TASK TO COMPLETE:
Below are the records. Restate word for word every line from the one that contains "Reviewer note: every instance of the dirt" through the final line, both included.

RECORDS FOR PROCESSING:
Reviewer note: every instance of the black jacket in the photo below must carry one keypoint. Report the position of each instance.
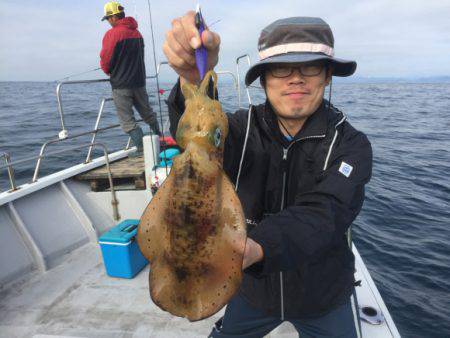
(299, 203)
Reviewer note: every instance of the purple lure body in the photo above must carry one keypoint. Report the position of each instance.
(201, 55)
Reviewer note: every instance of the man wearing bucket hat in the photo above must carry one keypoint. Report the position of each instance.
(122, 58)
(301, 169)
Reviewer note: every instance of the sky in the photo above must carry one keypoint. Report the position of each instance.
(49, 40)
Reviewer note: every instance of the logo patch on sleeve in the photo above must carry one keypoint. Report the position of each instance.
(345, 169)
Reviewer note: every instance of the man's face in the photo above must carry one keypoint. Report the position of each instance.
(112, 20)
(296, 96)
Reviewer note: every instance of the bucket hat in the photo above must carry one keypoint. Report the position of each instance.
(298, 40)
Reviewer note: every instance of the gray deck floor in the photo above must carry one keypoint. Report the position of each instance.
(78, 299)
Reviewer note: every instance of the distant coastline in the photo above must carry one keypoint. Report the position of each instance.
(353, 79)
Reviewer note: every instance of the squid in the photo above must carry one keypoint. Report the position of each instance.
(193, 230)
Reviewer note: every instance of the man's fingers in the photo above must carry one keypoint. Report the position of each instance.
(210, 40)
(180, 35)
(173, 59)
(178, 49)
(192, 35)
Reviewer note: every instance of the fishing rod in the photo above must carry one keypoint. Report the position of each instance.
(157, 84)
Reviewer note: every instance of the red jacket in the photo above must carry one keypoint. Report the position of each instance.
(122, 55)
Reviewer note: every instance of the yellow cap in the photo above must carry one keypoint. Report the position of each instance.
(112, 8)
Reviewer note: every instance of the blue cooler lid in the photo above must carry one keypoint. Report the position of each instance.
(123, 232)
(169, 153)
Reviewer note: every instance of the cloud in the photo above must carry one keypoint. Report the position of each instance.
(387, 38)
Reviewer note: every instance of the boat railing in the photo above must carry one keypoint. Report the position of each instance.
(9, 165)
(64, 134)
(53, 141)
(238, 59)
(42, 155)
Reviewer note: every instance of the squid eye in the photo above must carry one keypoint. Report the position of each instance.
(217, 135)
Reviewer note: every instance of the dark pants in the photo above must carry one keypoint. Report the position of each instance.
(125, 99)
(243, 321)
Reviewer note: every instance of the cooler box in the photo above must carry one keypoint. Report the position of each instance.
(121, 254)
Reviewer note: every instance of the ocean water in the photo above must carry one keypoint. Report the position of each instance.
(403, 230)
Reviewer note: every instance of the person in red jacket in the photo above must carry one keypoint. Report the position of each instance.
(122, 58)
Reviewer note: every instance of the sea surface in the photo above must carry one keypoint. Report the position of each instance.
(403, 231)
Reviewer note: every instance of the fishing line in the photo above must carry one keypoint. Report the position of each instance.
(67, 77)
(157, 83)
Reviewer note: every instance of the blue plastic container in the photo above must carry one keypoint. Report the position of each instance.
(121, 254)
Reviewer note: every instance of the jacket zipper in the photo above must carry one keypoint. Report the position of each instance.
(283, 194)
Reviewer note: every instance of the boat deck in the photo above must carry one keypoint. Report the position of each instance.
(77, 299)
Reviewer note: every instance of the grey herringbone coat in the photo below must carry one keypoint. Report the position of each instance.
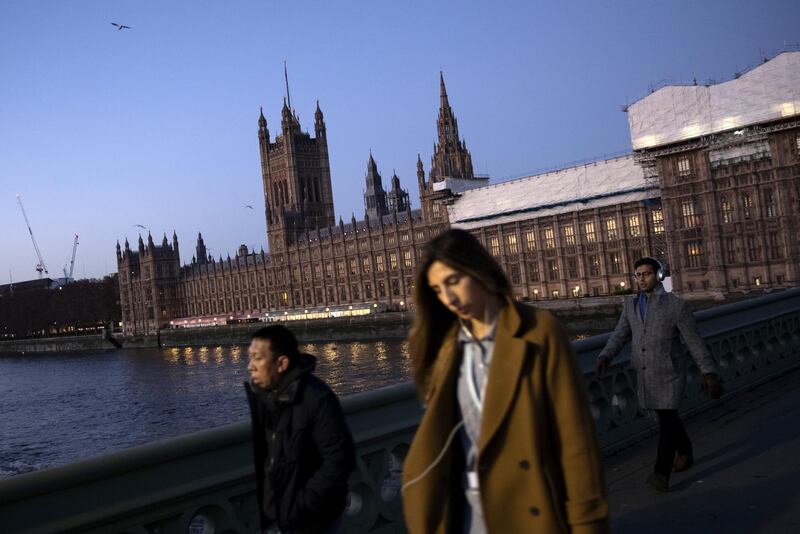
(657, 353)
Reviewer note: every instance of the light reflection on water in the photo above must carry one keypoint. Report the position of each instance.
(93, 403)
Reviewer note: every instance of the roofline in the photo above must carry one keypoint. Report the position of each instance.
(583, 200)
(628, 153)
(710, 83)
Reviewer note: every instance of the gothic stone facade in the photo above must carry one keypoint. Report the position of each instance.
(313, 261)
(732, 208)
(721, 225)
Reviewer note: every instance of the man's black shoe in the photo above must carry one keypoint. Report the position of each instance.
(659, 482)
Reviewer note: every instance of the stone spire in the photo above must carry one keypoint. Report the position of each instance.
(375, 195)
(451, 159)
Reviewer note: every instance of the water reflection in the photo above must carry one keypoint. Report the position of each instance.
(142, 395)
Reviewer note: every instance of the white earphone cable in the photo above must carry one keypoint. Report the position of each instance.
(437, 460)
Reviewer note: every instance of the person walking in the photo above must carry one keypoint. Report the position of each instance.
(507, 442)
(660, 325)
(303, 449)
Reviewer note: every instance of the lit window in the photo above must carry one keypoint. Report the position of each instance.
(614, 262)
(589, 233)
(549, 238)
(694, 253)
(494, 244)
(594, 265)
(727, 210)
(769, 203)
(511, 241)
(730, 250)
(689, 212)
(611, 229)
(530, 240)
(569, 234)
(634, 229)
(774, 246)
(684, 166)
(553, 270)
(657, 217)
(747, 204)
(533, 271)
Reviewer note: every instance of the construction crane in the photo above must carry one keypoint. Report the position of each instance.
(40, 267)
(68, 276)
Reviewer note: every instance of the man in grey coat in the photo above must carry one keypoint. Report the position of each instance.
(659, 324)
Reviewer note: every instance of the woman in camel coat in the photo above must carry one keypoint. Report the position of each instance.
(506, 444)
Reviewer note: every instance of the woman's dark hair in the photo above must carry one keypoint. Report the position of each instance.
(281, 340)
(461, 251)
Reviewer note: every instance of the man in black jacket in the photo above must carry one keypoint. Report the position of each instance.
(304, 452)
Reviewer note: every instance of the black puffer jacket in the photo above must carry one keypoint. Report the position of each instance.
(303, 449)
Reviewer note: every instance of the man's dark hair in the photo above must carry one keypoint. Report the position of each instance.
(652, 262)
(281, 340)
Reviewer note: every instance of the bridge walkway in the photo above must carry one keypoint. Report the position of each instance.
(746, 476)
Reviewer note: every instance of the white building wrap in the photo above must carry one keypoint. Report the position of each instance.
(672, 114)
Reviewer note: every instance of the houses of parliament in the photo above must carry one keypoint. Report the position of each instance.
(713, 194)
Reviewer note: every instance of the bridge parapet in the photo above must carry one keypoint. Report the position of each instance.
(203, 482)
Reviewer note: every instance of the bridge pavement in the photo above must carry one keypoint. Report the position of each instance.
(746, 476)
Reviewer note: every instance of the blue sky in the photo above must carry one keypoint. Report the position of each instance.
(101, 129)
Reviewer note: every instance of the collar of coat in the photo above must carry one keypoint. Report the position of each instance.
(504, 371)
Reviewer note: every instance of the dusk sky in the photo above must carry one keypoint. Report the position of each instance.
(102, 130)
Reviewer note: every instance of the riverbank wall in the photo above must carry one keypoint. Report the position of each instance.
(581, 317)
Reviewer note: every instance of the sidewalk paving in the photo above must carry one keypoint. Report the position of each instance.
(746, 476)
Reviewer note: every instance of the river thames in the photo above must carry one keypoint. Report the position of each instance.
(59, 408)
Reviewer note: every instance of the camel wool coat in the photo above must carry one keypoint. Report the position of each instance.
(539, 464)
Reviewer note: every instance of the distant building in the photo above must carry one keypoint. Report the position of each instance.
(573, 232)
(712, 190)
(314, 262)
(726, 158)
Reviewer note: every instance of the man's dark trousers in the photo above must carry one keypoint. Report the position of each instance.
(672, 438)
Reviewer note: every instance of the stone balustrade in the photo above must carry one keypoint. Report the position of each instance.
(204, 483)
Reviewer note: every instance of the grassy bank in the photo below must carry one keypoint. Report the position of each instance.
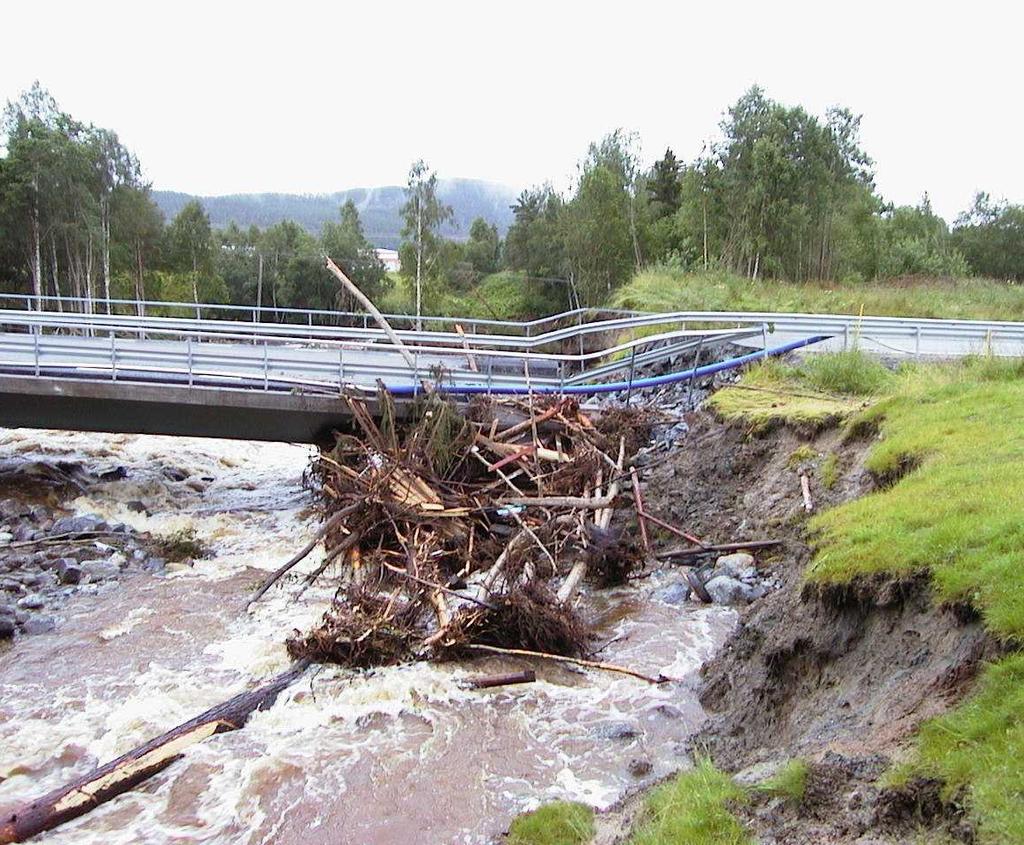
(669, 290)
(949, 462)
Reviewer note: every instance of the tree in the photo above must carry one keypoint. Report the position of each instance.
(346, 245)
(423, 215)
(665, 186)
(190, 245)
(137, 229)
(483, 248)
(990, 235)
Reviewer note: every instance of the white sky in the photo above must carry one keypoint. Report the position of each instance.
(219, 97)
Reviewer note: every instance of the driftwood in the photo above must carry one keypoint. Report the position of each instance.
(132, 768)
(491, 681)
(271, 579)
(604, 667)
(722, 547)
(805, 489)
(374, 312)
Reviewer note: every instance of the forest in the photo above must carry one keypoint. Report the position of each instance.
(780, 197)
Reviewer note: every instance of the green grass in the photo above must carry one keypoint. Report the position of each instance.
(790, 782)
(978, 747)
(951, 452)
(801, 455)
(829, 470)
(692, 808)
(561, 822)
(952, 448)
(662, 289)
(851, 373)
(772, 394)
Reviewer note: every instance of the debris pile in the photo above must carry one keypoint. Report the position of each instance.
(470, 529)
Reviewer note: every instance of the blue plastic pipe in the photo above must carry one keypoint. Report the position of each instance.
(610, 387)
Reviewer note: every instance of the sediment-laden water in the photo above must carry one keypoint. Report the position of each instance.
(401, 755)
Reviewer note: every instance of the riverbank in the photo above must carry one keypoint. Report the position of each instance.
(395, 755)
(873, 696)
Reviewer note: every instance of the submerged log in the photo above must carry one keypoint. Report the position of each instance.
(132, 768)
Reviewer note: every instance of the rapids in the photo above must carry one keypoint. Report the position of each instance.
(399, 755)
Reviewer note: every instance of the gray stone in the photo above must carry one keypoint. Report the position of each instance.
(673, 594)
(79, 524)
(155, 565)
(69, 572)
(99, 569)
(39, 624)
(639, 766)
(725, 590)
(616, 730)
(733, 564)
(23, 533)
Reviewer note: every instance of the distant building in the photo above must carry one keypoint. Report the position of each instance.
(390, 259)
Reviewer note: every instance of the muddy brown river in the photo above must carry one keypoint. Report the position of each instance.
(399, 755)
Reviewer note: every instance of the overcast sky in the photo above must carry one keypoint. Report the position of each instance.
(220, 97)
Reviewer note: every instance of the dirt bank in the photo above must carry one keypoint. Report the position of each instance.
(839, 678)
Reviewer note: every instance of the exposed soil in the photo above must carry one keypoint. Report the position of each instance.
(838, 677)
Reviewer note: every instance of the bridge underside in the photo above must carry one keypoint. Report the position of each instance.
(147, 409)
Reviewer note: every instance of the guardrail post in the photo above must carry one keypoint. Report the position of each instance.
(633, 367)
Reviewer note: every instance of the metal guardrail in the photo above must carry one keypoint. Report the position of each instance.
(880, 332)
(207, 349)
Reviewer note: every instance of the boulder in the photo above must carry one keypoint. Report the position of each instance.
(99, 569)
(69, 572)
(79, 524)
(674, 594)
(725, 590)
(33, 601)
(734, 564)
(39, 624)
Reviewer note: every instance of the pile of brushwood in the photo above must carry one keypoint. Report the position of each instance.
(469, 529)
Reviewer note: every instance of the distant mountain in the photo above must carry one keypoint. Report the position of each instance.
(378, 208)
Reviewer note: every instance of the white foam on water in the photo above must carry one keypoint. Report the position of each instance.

REPLY:
Reviewer note: every instance of the dirt bank in the photo above must carry one keypoint. Report the position of each instance.
(839, 678)
Reviewer note: every instance of the exposed soil in the photo above must carry one keypoint. Report the position of each instance.
(838, 677)
Reviewer note: every instance of the bridge underside in the photo above must carry one keypoint. Report the position of each instance.
(147, 409)
Reviewer note: every instance of the guardrail post in the photo above must carry one keypoint. Report the position of each instance.
(633, 367)
Reviewer note: every instance of the metal guardrail in the photo above must carry one keypoint. Report the position of each instance.
(880, 332)
(207, 349)
Reviewer note: every instance of the boulder in the photo above must carry one keypoint. Report the position of each instance.
(99, 569)
(69, 572)
(79, 524)
(674, 594)
(725, 590)
(33, 601)
(734, 564)
(39, 624)
Reviewer note: every instance of the pile of brushwood in the photo above must carry one keypoint. Report the position of each instance.
(469, 529)
Reviewer note: every instance of the distant mountain in the photo above must carry one keypoint. Report the position of each instance.
(378, 208)
Reviewer note: every instance of the white foam on water in the photo above must carry one keypoint. Report the position of each instance.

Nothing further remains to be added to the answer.